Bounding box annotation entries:
- - -
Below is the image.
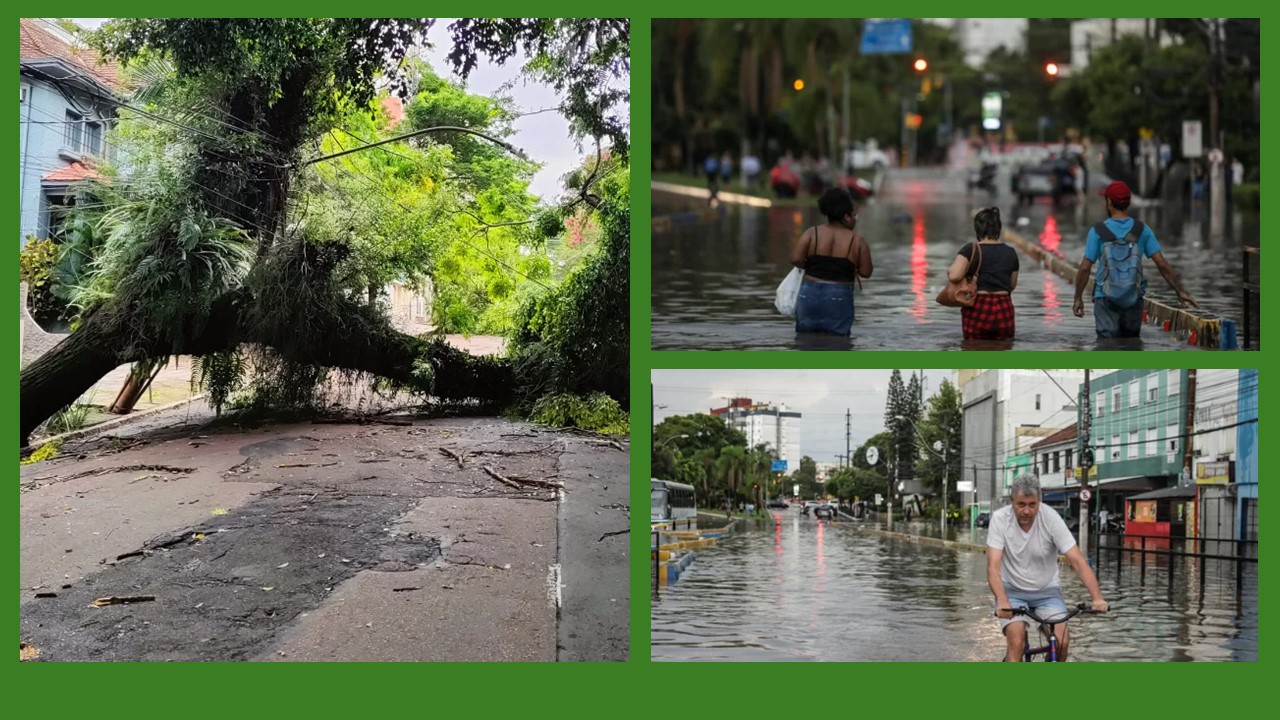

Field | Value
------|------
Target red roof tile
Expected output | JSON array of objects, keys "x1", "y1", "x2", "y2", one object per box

[
  {"x1": 1032, "y1": 425, "x2": 1079, "y2": 450},
  {"x1": 41, "y1": 163, "x2": 105, "y2": 183},
  {"x1": 18, "y1": 18, "x2": 125, "y2": 91}
]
- - -
**The exercise**. Copy out the lines of the records above word for word, omitting the pictures.

**Result of the task**.
Below is the image.

Field | Value
------|------
Target red roof tile
Expected output | JSON array of objects, keys "x1", "y1", "x2", "y2", one object per box

[
  {"x1": 1032, "y1": 425, "x2": 1079, "y2": 450},
  {"x1": 41, "y1": 163, "x2": 105, "y2": 183},
  {"x1": 18, "y1": 18, "x2": 125, "y2": 91}
]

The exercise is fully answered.